→ Work item
From the line that contains "positive clicks: (48, 368)" through the line that contains "negative clicks: (151, 466)", output every line of the listing below exactly and leave out all the rest.

** Opening Materials provided block **

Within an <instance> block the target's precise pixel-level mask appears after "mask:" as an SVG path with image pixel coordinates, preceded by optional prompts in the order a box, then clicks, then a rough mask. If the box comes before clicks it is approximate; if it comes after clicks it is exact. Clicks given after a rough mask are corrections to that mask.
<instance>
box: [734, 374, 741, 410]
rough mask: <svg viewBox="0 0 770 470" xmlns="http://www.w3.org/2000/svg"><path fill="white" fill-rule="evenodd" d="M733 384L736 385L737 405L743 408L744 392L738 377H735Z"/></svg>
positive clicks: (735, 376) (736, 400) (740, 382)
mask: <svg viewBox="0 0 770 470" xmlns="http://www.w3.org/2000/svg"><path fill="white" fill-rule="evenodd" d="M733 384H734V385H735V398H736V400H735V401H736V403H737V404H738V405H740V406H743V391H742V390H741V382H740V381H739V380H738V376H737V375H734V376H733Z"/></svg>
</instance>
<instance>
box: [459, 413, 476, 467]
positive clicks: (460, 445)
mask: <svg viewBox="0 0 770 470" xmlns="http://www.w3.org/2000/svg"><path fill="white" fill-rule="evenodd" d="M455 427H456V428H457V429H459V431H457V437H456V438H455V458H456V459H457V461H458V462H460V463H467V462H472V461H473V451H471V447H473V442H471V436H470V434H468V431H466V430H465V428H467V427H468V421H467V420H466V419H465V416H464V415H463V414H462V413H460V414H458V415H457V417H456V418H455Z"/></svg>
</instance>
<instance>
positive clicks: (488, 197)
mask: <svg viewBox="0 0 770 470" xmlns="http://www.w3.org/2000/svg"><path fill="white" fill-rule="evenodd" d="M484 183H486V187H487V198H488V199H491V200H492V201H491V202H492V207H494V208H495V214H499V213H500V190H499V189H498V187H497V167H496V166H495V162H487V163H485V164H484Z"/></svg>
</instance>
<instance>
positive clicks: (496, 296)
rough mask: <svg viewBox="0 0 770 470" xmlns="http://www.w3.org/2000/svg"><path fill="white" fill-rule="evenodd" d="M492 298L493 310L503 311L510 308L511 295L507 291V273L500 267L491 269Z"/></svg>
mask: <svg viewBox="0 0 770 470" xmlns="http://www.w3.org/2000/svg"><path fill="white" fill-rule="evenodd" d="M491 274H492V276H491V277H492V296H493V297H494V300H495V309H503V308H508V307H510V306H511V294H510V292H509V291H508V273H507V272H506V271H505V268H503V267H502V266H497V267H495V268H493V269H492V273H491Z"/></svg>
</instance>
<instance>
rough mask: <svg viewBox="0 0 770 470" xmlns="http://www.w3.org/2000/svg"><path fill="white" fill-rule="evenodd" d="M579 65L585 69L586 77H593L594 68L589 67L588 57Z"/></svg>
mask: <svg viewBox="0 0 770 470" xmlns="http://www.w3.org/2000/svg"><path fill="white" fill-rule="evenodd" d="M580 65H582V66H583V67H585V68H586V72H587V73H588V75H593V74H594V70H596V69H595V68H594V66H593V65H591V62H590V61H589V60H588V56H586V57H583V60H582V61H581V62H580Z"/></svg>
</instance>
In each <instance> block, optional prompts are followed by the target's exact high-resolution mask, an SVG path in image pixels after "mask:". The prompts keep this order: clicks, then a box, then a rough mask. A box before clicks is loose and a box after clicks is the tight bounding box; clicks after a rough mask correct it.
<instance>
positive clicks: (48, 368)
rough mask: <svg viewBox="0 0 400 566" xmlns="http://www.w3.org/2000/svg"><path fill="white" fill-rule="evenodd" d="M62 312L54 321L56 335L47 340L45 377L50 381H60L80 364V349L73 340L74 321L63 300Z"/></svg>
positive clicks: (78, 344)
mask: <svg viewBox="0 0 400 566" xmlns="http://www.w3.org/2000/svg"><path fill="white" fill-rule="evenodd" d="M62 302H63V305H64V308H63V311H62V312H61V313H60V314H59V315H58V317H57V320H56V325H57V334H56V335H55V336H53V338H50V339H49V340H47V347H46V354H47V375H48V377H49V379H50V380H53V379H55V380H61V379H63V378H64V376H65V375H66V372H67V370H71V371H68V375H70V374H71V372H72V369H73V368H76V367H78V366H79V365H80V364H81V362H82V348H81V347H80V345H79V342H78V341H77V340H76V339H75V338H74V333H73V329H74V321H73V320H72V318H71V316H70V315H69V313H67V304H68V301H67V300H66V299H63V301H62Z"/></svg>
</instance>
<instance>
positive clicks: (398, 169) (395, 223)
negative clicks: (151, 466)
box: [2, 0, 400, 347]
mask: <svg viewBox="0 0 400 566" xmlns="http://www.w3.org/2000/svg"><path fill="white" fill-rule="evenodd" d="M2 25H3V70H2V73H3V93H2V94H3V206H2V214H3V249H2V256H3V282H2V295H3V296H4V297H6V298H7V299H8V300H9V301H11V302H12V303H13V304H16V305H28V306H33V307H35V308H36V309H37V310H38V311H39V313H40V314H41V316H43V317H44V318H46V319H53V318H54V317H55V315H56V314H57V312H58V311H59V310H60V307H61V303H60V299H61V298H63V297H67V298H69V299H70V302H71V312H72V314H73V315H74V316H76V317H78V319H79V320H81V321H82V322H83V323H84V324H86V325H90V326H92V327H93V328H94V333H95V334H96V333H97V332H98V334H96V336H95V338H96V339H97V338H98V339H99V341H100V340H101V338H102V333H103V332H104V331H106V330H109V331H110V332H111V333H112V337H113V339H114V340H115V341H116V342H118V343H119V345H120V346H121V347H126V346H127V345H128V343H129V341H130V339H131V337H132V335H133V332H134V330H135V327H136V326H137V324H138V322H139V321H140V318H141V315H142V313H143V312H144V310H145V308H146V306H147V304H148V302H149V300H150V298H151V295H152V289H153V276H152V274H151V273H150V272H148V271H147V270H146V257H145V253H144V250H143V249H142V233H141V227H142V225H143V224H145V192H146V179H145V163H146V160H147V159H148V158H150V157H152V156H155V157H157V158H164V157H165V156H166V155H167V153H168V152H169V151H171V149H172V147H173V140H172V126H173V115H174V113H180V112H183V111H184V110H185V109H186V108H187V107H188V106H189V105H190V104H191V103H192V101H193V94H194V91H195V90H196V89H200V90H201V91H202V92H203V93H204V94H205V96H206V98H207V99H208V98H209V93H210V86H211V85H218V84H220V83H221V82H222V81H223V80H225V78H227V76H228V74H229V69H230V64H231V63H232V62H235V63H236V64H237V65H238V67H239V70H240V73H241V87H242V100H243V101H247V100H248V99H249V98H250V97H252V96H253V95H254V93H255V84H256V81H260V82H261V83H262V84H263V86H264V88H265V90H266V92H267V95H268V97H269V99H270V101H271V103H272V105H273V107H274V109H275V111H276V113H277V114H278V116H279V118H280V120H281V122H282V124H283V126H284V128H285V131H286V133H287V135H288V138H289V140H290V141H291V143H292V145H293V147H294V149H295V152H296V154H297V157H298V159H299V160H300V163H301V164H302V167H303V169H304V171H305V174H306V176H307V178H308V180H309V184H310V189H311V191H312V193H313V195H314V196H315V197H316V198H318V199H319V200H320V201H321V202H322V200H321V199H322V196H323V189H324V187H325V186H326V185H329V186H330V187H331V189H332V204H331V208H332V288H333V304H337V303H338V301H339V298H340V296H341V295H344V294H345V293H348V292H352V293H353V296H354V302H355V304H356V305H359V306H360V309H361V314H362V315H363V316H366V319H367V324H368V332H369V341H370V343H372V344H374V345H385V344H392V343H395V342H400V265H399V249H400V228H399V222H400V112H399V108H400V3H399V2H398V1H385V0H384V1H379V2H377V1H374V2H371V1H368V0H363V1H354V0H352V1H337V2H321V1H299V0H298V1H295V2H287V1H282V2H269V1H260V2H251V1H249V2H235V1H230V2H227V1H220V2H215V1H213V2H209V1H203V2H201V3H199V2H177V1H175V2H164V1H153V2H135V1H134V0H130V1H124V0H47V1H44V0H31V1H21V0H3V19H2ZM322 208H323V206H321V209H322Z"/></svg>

** Closing Materials provided block **

→ Result below
positive clicks: (48, 368)
rough mask: <svg viewBox="0 0 400 566" xmlns="http://www.w3.org/2000/svg"><path fill="white" fill-rule="evenodd" d="M62 312L54 321L56 335L47 340L45 377L50 381H60L80 364V349L73 340L74 321L63 300Z"/></svg>
positive clicks: (78, 344)
mask: <svg viewBox="0 0 400 566" xmlns="http://www.w3.org/2000/svg"><path fill="white" fill-rule="evenodd" d="M62 302H63V305H64V308H63V311H62V312H61V313H60V314H59V315H58V317H57V320H56V325H57V334H56V335H55V336H53V338H50V339H49V340H47V347H46V354H47V375H48V377H49V379H50V380H53V379H55V380H61V379H63V378H64V376H65V375H66V372H67V370H71V371H68V375H70V374H71V372H72V369H73V368H76V367H78V366H79V365H80V364H81V362H82V348H81V347H80V345H79V342H78V341H77V340H76V339H75V338H74V333H73V329H74V321H73V320H72V318H71V316H70V315H69V313H67V304H68V301H67V300H66V299H63V301H62Z"/></svg>
</instance>
<instance>
positive clicks: (398, 169) (395, 223)
negative clicks: (151, 466)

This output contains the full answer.